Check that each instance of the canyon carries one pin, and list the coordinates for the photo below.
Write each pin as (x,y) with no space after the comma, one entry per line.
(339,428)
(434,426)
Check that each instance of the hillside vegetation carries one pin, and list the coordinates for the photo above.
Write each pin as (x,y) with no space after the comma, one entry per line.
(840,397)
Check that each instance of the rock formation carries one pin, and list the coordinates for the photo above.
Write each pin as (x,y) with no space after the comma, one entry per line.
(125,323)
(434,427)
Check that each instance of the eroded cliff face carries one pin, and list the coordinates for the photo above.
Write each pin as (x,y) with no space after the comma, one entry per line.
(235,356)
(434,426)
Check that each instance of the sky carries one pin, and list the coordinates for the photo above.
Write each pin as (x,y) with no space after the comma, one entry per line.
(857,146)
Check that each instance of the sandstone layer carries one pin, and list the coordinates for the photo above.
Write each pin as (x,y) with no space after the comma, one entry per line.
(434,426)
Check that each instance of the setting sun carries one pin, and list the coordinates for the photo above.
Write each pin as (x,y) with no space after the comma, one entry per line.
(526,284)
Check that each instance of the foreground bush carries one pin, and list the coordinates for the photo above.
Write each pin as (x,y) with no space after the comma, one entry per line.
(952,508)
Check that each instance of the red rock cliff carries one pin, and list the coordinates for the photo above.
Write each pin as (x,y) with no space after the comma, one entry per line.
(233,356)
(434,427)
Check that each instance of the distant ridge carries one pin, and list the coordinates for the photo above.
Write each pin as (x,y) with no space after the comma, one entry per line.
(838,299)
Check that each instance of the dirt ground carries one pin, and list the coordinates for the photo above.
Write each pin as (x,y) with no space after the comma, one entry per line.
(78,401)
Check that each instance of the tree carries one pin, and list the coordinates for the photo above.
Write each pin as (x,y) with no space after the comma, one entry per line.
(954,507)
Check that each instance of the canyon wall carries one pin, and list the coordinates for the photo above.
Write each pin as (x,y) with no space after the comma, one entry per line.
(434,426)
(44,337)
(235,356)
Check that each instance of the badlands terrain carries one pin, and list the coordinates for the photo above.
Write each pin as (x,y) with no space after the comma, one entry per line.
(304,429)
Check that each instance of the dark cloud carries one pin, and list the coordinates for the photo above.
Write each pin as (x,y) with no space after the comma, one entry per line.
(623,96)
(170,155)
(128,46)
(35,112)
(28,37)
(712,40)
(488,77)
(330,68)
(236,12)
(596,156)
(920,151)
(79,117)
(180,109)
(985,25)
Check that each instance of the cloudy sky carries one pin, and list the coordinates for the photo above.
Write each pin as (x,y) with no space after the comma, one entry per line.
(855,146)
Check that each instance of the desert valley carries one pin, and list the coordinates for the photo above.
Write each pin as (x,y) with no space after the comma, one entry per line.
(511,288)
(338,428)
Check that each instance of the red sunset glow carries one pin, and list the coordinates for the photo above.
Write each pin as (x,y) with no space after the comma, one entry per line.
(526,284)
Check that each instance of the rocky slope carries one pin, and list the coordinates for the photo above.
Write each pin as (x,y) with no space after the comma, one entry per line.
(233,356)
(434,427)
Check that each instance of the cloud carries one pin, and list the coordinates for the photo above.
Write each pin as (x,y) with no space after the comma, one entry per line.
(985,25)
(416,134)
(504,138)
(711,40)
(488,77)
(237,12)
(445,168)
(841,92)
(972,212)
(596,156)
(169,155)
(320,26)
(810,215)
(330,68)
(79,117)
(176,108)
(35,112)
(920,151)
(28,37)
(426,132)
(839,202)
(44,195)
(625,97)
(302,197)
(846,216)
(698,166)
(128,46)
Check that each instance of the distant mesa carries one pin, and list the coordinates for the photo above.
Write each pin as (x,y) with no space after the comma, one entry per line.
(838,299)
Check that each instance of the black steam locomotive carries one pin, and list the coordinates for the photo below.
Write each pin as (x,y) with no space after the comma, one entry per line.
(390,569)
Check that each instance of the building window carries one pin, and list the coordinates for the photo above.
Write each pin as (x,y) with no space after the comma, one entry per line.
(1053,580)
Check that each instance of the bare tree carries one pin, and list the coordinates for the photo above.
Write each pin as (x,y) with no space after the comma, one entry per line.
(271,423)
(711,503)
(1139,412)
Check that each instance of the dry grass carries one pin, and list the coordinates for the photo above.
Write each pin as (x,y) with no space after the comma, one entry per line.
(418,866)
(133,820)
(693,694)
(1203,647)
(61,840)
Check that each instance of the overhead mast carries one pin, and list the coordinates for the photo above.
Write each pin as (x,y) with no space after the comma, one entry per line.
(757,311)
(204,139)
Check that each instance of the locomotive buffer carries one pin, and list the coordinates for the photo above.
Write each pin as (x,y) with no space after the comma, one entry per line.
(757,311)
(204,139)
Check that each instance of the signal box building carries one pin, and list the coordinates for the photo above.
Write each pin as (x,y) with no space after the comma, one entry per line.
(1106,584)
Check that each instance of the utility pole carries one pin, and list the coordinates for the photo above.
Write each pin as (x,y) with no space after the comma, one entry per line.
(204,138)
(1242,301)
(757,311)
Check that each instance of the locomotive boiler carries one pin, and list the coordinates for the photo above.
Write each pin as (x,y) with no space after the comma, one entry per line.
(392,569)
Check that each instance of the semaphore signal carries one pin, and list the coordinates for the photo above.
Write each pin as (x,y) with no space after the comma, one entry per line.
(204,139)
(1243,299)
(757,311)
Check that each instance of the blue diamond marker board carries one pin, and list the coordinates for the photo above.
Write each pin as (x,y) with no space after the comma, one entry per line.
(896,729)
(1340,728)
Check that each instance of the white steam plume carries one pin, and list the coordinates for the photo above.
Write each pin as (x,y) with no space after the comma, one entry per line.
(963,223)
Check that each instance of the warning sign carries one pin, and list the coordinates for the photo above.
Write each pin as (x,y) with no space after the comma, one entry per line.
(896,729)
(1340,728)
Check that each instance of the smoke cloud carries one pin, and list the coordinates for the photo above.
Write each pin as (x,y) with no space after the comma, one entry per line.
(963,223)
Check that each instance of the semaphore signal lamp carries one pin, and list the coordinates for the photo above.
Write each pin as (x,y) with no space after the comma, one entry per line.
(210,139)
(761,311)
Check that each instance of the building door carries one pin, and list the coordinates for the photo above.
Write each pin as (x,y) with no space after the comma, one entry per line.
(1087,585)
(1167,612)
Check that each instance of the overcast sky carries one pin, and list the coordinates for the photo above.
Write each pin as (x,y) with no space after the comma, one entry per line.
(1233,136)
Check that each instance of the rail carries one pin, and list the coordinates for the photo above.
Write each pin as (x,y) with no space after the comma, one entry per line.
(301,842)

━━━━━━━━━━━━━━━━

What you will do: Extract each entry in full and write it down exactly.

Completed task:
Check that each instance of the canyon carries one pin, and list the coordinates for the photo below.
Write each pin as (x,y) with no space after the comma, one entry per line.
(339,428)
(434,426)
Check that each instance of the hillside vegetation carries one pin, and list the coordinates for the photo above.
Write each pin as (x,y) with no space after the comma, one entry per line.
(840,397)
Check that each instance of the rock formation carries one pin, and list the coordinates for the photo above.
Write each pin as (x,y) with no space after the comma, one entry per line.
(125,323)
(434,427)
Check that each instance of the eroded cliff face carries one pin, and list the coordinates for the photo above.
Write each pin as (x,y) with no space after the comma, one entry per line.
(235,356)
(434,426)
Check that each instance of the sky carries one pin, and list the coordinates for the photo above.
Write each pin as (x,y) with no space after the comma, one entry per line.
(857,146)
Check that each instance of the sandstone layer carries one pin, and list the coordinates for the photo above.
Write each pin as (x,y) with no space after the comma, one entry per line.
(434,426)
Check that each instance of the setting sun carries one pin, and list the coordinates for the photo above.
Write each pin as (x,y) with no space after the comma, one entry per line.
(526,284)
Check that each instance of the foreground bush carries one pin, and list the coordinates for the photo above.
Write each pin as (x,y) with no space after the comma, one entry per line.
(952,508)
Check that each instance of the red rock cliff carries one pin, and list the coordinates for the photo above.
Write each pin as (x,y) with no space after the comma, one entry per line.
(233,356)
(434,427)
Check that each instance of the distant ridge carries one pin, and list the coordinates for the photo above.
Write each pin as (x,y) with no space after the comma, one entry per line.
(838,299)
Check that each instance of the dirt ground carries one pin, and list the coordinates for the photo above.
Write each pin as (x,y) with no space after the comma, one entry per line.
(78,401)
Check that each instance of the tree carries one pin, and list the coordinates for the photo above.
Write each pin as (x,y) with no space after the comma, one entry per line.
(954,507)
Check that each instance of the canyon wall carries one pin, and list the coordinates for the photo above.
Write each pin as (x,y) with no space after the comma, one entry per line.
(434,426)
(44,337)
(235,356)
Check that each instance of the badlands terrain carries one pin, and list the coordinates for the photo above.
Write each pin as (x,y) with no space after the comma, one entry per line.
(304,429)
Check that each instance of the dark cloud carries one pin, and list the coordinates for the photo above.
Write each pin as (x,y) with no space after the comma, one entry per line.
(623,96)
(170,155)
(128,46)
(35,112)
(28,37)
(712,40)
(488,77)
(330,68)
(236,12)
(596,156)
(920,151)
(79,117)
(180,109)
(985,25)
Check that each instance of the cloudy sky carries one pin, and list the coordinates for the photo above.
Write each pin as (x,y) with no space after the comma, one entry per line.
(855,146)
Check that each instance of the desert valley carries one pin, and list the coordinates for the photo above.
Write each pin as (x,y) with no space after the comma, one entry per line.
(511,288)
(338,428)
Check that each instance of the red sunset glow carries one pin, and list the coordinates for the photo above.
Write each pin as (x,y) with no space after the comma, one entry per line.
(526,284)
Check that each instance of the rocky slope carries one pin, and list the coordinates for the photo above.
Write each pin as (x,y) with no space after the comma, one entry per line.
(233,356)
(434,427)
Check that each instance of the cloud carries one pin, and list the coordinates for the photo above.
Write each pin as (x,y) with no space after the comma, one entry per line.
(985,25)
(416,134)
(504,138)
(711,40)
(488,77)
(237,12)
(445,168)
(841,92)
(972,212)
(596,156)
(169,155)
(320,26)
(810,215)
(330,68)
(79,117)
(176,108)
(35,112)
(920,151)
(28,37)
(426,132)
(839,202)
(44,195)
(625,97)
(302,197)
(846,216)
(698,166)
(128,46)
Check that each instance of the distant mesa carries one pin, and list the coordinates for the photo above.
Write each pin as (x,y) with no space after the comma, one entry per line.
(838,299)
Check that each instance of the black steam locomotive carries one pin, and list the coordinates for the photo below.
Write each pin as (x,y) with no space after the comma, one entry per line.
(390,569)
Check that each instance of the building window carries one pin, and list the coordinates for the photo above.
Write each pin as (x,y) with no space after the comma, one entry per line.
(1053,580)
Check that each instance of the bare tree carries one pin, and list the coordinates for the photo above.
Write each pin as (x,y) with no space after the comma, one entry per line.
(271,423)
(711,503)
(1139,412)
Check that each instance of the dry grass carries one pin, and list the coordinates for the photo above.
Write each pin as (x,y) with no space after the comma, one entry per line.
(418,866)
(133,820)
(693,694)
(1203,647)
(61,840)
Check that each instance of the overhead mast carries one pin, and list the coordinates for the photo above.
Write each pin as (x,y) with no space after the comma, one entry per line.
(757,311)
(204,139)
Check that each instance of the locomotive buffer carries one pin, and list the coordinates for the photo above.
Write each pin as (x,y) with no space after the comma, one entry per line.
(757,311)
(204,139)
Check that each instance of the signal box building carries one pin, and list the coordinates for the photo above.
Write each pin as (x,y) with no space after the comma, one entry per line.
(1106,584)
Check that each instance of the utility pole carries one pin, and list the coordinates for the photo above.
Write each pin as (x,y) with no space after the comma, one entry per line.
(204,138)
(1242,301)
(757,311)
Check that each instance of the locomotive boiler carries one pin, and list the coordinates for the photo above.
Write each pin as (x,y) with no space after the comma, one entry per line.
(392,569)
Check that each instance of the semaphore signal carries one pin, and list the coordinates for the photo above.
Write each pin as (x,y) with no space after the comma, one entry per line.
(204,139)
(1243,299)
(757,311)
Check that each instance of the blue diamond marker board carries one pin, and list the coordinates for the photo above.
Write each pin as (x,y) with no space after the comma, one entry per line.
(896,729)
(1340,728)
Check that each instance of the white steam plume carries one pin, and list the coordinates for the photo above.
Write each pin as (x,y) with no space after the comma, one entry per line.
(963,223)
Check that each instance of the warning sign carries one pin, and list the coordinates for the photo above.
Write each pin as (x,y) with no space after the comma, one entry per line.
(896,729)
(1340,728)
Check that each instance of the smoke cloud carries one pin, and list the coordinates for the photo above.
Write each pin as (x,y) with no space after the comma, one entry per line.
(963,223)
Check that each instance of the semaphore signal lamp carries one pin, and list the coordinates for the photo above.
Write each pin as (x,y) with no space after the comma, one entry per line.
(210,139)
(761,311)
Check that each instance of the building door carries one pin, and list the coordinates for the photo above.
Write each pin as (x,y) with no space after the comma, one entry per line.
(1087,585)
(1167,612)
Check that each instance of the overcast sky carries one pin, and list the coordinates for the photo above.
Write each pin as (x,y) with no space after the comma, one entry per line.
(1233,136)
Check that each instance of the rail carries one pin, and list the coordinates for the photo above.
Write each pin as (x,y) with no space after the comma, one entry per line.
(301,842)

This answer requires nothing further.